Dataset entries:
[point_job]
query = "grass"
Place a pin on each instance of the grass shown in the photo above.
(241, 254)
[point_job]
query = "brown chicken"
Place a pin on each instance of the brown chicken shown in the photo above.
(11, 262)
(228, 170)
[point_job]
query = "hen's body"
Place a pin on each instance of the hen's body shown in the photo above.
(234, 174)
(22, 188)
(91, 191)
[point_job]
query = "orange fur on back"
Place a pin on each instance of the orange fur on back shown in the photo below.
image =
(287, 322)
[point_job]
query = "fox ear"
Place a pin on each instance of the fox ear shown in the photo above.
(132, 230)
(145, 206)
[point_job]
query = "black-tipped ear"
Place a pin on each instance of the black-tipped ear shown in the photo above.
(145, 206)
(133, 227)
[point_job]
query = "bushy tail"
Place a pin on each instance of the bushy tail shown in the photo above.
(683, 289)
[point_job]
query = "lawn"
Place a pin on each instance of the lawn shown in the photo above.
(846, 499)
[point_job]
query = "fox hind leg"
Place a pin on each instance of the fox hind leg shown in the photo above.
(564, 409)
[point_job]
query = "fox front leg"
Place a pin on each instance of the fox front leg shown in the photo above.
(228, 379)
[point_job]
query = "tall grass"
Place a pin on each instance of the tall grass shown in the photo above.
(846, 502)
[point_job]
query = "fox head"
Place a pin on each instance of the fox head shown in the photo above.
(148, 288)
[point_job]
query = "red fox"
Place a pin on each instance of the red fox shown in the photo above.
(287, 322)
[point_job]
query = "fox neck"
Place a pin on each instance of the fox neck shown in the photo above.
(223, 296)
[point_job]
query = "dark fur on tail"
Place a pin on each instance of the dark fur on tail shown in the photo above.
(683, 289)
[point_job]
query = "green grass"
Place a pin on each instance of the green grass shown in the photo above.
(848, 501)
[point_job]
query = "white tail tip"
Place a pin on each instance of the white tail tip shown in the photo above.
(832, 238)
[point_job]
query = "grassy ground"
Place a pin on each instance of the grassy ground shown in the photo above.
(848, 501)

**TASK REQUIREMENTS:**
From the first line to the last, please quote the material above exactly.

**ANSWER:**
[point_job]
query = "grass"
Place a pin on each instance of the grass shown in the photo above.
(241, 254)
[point_job]
query = "brown chicken"
Place a pin on each instance of the brown chicken shown in the photo above.
(11, 262)
(228, 170)
[point_job]
query = "hen's body"
Place a pin on each instance of the hen's body shown in the photo above.
(234, 174)
(22, 188)
(91, 191)
[point_job]
query = "orange fur on back"
Place a pin on each instance of the orange fur on back shown in the photo below.
image =
(287, 322)
[point_job]
query = "fox ear"
Place a pin on each instance of the fox ear shown in the photo above.
(132, 230)
(145, 206)
[point_job]
query = "black-tipped ear"
Place a pin on each instance of the black-tipped ear shown in the photo above.
(145, 206)
(133, 227)
[point_job]
query = "bushy tail"
Place a pin on each instance of the bushy tail shown in the photo above.
(683, 289)
[point_job]
query = "lawn"
Place a pin on each instance of the lawn shown in the photo above.
(846, 499)
[point_job]
query = "fox hind leg"
Place a pin on each instance of the fox hind leg shown in the photo above.
(564, 409)
[point_job]
query = "fox front leg"
Place a pin on each instance of the fox front leg shown in the photo above.
(228, 379)
[point_job]
query = "tall grass"
Place a pin on each instance of the tall grass shown in the photo above.
(846, 502)
[point_job]
query = "fox head"
Place a pin on each instance of the fox head shown in the photo above.
(148, 288)
[point_job]
query = "red fox"
Place a pin on each instance of the red fox shown in the photo above.
(287, 322)
[point_job]
query = "fox neck"
Place a pin on each instance of the fox neck shown in the photo above.
(223, 296)
[point_job]
query = "dark fur on tail"
Place a pin on each instance of the dark fur on tail shown in the photo above.
(683, 289)
[point_job]
query = "green grass"
Place a pin on each instance of the green grass shown in the photo above.
(848, 501)
[point_job]
query = "white tail tip"
Place a pin on each instance of the white tail tip shown in the photo above.
(832, 238)
[point_job]
query = "grassy ground"
Place a pin on each instance of the grassy ground shown in the photo above.
(848, 501)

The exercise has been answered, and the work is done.